* **Text block**
————————
Idiopathic pulmonary fibrosis (IPF) is a serious chronic disease that affects the tissue surrounding the air sacs in the lungs. This condition occurs when that lung tissue becomes thick and stiff for unknown reasons. Over time, these changes can cause permanent scarring in the lungs, called fibrosis, that make it progressively more difficult to breathe.
Treatments often are ineffective and the development of novel therapeutics is hampered due to lack of available human in vitro models that are needed to understand pathogenesis or develop novel drug therapies.
In response, a team of researchers led by Darrell Kotton, MD, the David C. Seldin Professor of Medicine at Boston University School of Medicine (BUSM), has been awarded a four-year, $2.4 million U01 grant from the National Institutes of Health/National Heart, Lung, and Blood Institute to better understand the mechanisms that initiate and perpetuate this deadly disease.
Kotton plans to develop a human, three-dimensional model system for the study of IPF using a biorepository of induced pluripotent stem cells (iPSCs) that his team has generated from individuals with sporadic or familial pulmonary fibrosis to model IPF in-vitro.
————————
* **Supplied information**

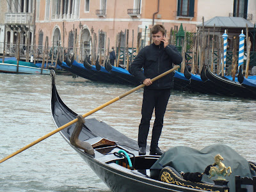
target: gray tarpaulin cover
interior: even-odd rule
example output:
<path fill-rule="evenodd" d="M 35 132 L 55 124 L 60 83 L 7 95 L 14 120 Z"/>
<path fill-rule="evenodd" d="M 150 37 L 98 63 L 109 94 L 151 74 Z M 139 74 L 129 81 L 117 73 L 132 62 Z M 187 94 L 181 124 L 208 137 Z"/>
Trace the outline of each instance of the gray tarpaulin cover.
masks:
<path fill-rule="evenodd" d="M 228 187 L 231 192 L 235 191 L 236 175 L 251 178 L 256 175 L 246 159 L 230 147 L 221 144 L 212 145 L 200 150 L 183 146 L 172 147 L 162 155 L 151 169 L 162 169 L 170 166 L 178 172 L 203 173 L 208 165 L 214 163 L 214 157 L 219 154 L 224 158 L 222 162 L 225 166 L 231 167 L 232 174 L 225 177 L 229 180 Z M 209 179 L 208 175 L 204 175 L 202 181 L 214 183 L 212 180 L 217 177 Z"/>

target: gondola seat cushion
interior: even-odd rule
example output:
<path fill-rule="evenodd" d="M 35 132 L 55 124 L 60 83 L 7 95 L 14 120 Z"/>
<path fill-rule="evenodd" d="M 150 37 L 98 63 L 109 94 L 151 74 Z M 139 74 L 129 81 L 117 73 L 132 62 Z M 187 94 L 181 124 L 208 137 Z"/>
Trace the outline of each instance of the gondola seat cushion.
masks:
<path fill-rule="evenodd" d="M 228 146 L 222 144 L 211 145 L 200 150 L 184 146 L 172 147 L 152 166 L 150 175 L 154 178 L 159 177 L 161 170 L 166 166 L 173 168 L 179 173 L 203 173 L 208 165 L 214 163 L 214 157 L 218 154 L 224 158 L 223 163 L 225 165 L 231 167 L 232 173 L 225 177 L 229 180 L 228 186 L 230 191 L 235 191 L 236 175 L 250 178 L 256 175 L 246 159 Z M 217 176 L 209 179 L 205 174 L 202 181 L 214 183 L 213 180 L 216 178 Z"/>

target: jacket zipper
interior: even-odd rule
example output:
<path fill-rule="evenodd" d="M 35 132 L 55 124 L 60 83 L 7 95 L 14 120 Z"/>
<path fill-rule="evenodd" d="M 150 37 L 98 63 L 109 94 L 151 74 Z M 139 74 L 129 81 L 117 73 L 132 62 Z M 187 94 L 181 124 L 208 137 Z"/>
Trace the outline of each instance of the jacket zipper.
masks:
<path fill-rule="evenodd" d="M 158 74 L 160 73 L 160 52 L 161 52 L 161 47 L 159 45 L 159 51 L 158 51 Z M 157 87 L 159 87 L 159 81 L 157 81 Z"/>

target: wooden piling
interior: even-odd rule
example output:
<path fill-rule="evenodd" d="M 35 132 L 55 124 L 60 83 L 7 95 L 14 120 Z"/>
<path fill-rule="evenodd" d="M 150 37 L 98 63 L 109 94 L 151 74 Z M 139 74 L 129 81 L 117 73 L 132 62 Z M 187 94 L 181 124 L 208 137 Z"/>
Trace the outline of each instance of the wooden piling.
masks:
<path fill-rule="evenodd" d="M 121 34 L 122 34 L 122 31 L 120 33 L 118 33 L 118 51 L 117 51 L 117 60 L 116 60 L 116 67 L 119 67 L 119 60 L 120 60 L 120 45 L 121 45 Z"/>
<path fill-rule="evenodd" d="M 53 65 L 53 54 L 54 52 L 54 36 L 52 36 L 51 65 Z"/>
<path fill-rule="evenodd" d="M 5 57 L 5 44 L 6 44 L 6 40 L 5 39 L 6 38 L 6 25 L 4 24 L 4 50 L 3 52 L 3 60 L 2 63 L 4 63 L 4 57 Z"/>
<path fill-rule="evenodd" d="M 129 29 L 127 31 L 127 37 L 126 37 L 126 69 L 129 69 Z M 124 56 L 125 54 L 124 53 Z"/>
<path fill-rule="evenodd" d="M 151 35 L 150 35 L 151 36 Z M 133 48 L 133 40 L 134 39 L 134 31 L 132 29 L 132 54 L 131 54 L 131 62 L 133 62 L 133 52 L 134 49 Z"/>
<path fill-rule="evenodd" d="M 233 50 L 232 50 L 233 56 L 232 56 L 232 76 L 233 81 L 235 81 L 236 65 L 237 65 L 237 56 L 236 54 L 237 45 L 236 45 L 236 36 L 234 36 L 233 42 L 234 43 L 233 43 Z"/>
<path fill-rule="evenodd" d="M 48 59 L 49 59 L 49 38 L 46 36 L 46 68 L 48 68 Z"/>
<path fill-rule="evenodd" d="M 221 57 L 221 76 L 224 76 L 224 39 L 221 38 L 221 49 L 220 49 L 220 57 Z"/>
<path fill-rule="evenodd" d="M 46 49 L 46 38 L 45 41 L 44 43 L 44 49 L 43 51 L 43 61 L 42 61 L 42 65 L 41 65 L 41 74 L 43 74 L 43 68 L 44 67 L 44 61 L 45 61 L 45 49 Z"/>
<path fill-rule="evenodd" d="M 251 46 L 252 46 L 252 43 L 250 38 L 249 36 L 248 40 L 246 40 L 247 59 L 246 59 L 246 67 L 245 68 L 245 78 L 248 78 L 249 74 L 250 52 L 251 51 Z"/>
<path fill-rule="evenodd" d="M 214 42 L 215 42 L 215 24 L 213 27 L 213 35 L 212 35 L 212 55 L 211 55 L 211 70 L 213 72 L 213 60 L 214 59 Z"/>
<path fill-rule="evenodd" d="M 17 33 L 18 35 L 18 43 L 17 43 L 17 70 L 16 72 L 19 74 L 19 61 L 20 60 L 20 32 Z"/>
<path fill-rule="evenodd" d="M 183 42 L 183 47 L 182 50 L 182 61 L 181 62 L 181 67 L 180 67 L 180 72 L 184 73 L 185 70 L 185 63 L 186 63 L 186 52 L 187 51 L 187 35 L 186 35 L 186 29 L 185 28 L 185 33 L 184 33 L 184 41 Z"/>

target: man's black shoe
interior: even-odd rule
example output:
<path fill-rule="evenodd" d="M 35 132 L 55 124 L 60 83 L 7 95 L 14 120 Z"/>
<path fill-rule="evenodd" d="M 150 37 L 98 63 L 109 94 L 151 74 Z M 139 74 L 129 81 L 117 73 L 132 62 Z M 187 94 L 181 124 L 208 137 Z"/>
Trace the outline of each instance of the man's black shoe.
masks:
<path fill-rule="evenodd" d="M 150 152 L 149 154 L 151 156 L 161 156 L 163 155 L 163 152 L 161 151 L 159 147 L 157 147 L 154 150 L 150 149 Z"/>
<path fill-rule="evenodd" d="M 139 156 L 143 156 L 146 154 L 146 148 L 145 147 L 140 147 L 139 150 Z"/>

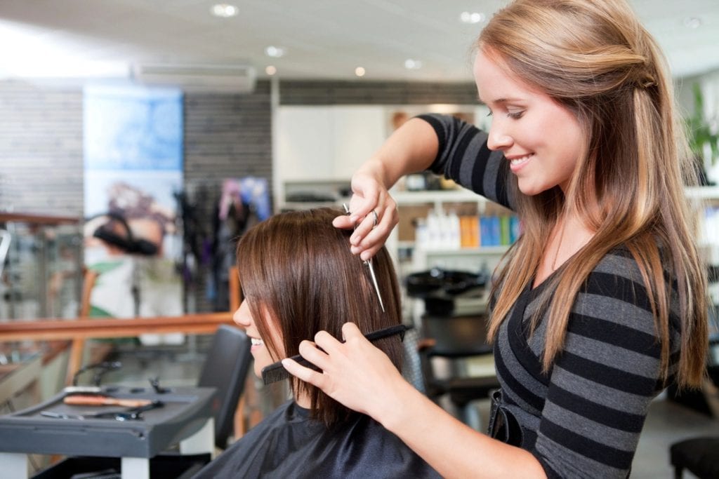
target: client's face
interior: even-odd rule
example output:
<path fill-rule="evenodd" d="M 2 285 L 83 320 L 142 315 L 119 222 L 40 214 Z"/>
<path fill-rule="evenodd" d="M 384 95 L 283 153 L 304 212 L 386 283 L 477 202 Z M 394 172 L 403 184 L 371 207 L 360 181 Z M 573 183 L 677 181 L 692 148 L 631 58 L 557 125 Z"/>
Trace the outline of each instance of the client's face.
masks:
<path fill-rule="evenodd" d="M 257 325 L 255 323 L 255 318 L 252 317 L 252 315 L 249 311 L 249 306 L 247 304 L 247 300 L 242 302 L 242 304 L 239 305 L 239 309 L 235 312 L 234 315 L 232 317 L 234 322 L 244 329 L 245 332 L 252 341 L 252 346 L 250 351 L 252 353 L 252 357 L 255 358 L 255 374 L 258 378 L 262 376 L 262 368 L 282 359 L 285 355 L 284 351 L 281 350 L 283 349 L 282 335 L 273 324 L 269 313 L 265 310 L 265 308 L 262 308 L 262 310 L 263 315 L 265 315 L 265 322 L 270 325 L 272 330 L 273 343 L 274 343 L 277 348 L 280 349 L 279 351 L 280 354 L 280 358 L 273 358 L 270 355 L 269 350 L 265 345 L 263 338 L 260 335 L 260 331 L 257 330 Z"/>

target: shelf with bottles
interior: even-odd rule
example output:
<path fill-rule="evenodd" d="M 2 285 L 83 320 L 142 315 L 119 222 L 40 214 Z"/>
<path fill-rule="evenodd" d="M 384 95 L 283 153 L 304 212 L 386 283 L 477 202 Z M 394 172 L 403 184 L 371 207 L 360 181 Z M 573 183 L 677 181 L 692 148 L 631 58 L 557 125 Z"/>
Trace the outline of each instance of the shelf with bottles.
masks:
<path fill-rule="evenodd" d="M 79 223 L 77 218 L 0 212 L 0 321 L 77 316 Z"/>
<path fill-rule="evenodd" d="M 492 266 L 518 234 L 511 211 L 469 190 L 390 194 L 398 204 L 400 224 L 388 246 L 404 273 L 442 265 L 465 269 L 487 262 Z"/>

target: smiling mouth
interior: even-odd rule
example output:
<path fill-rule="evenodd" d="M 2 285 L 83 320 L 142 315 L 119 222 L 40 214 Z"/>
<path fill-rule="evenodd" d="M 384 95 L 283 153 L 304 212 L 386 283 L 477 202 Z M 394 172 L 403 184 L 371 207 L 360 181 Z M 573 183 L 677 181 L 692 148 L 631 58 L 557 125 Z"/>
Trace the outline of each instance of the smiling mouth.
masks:
<path fill-rule="evenodd" d="M 509 160 L 509 162 L 513 167 L 518 167 L 519 165 L 524 164 L 525 163 L 528 162 L 529 159 L 533 156 L 534 156 L 533 153 L 530 153 L 529 154 L 526 154 L 523 157 L 519 157 L 518 158 L 513 158 L 512 159 Z"/>

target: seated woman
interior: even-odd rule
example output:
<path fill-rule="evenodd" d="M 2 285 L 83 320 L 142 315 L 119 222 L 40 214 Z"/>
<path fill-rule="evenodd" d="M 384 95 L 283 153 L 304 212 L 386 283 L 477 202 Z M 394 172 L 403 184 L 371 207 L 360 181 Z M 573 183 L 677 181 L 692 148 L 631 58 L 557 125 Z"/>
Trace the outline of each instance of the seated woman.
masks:
<path fill-rule="evenodd" d="M 369 269 L 349 251 L 351 231 L 332 208 L 286 213 L 249 230 L 237 246 L 244 301 L 234 321 L 252 338 L 255 373 L 298 353 L 347 321 L 362 332 L 400 324 L 399 287 L 387 250 Z M 400 367 L 401 339 L 375 343 Z M 196 478 L 439 478 L 396 436 L 316 387 L 292 378 L 293 399 L 210 462 Z"/>

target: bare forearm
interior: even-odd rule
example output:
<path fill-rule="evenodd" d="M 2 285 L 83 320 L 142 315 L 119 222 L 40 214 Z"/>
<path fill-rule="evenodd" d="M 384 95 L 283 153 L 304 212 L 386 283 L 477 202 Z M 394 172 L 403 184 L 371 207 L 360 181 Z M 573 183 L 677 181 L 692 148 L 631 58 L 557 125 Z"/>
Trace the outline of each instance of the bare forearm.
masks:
————————
* **Tasks to carry out**
1. In the passage on idiopathic pulmonary fibrosis, what is the size and length of the grant awarded to Kotton's team?
2. Extend the passage on idiopathic pulmonary fibrosis, starting after its final sentence.

* **Results by task**
1. It is a four-year, $2.4 million U01 grant.

2.
Growing literature implicates lung epithelial dysfunction as playing a role in the events that lead to downstream fibroblast (cells found in connective tissue) activation, culminating in fibrosis. These studies, together with the observation that lung epithelial cells in many forms of IPF display shortened telomeres (a compound structure at the end of a chromosome), suggests that lung epithelial dysfunction may initiate IPF and accelerated aging phenotypes or telomerase pathway abnormalities likely contribute to this pathogenesis.
Without access to patient-specific human epithelial-mesenchymal model systems, there are limited options for testing hypotheses of how epithelial changes induced by gene polymorphisms or telomerase perturbations might mechanistically contribute to IPF."
Darrell Kotton, MD, Director, Center for Regenerative Medicine (CReM) at BU and Boston Medical Center
Kotton believes this work will provide insights into the development of IPF and may lead to potential new treatments.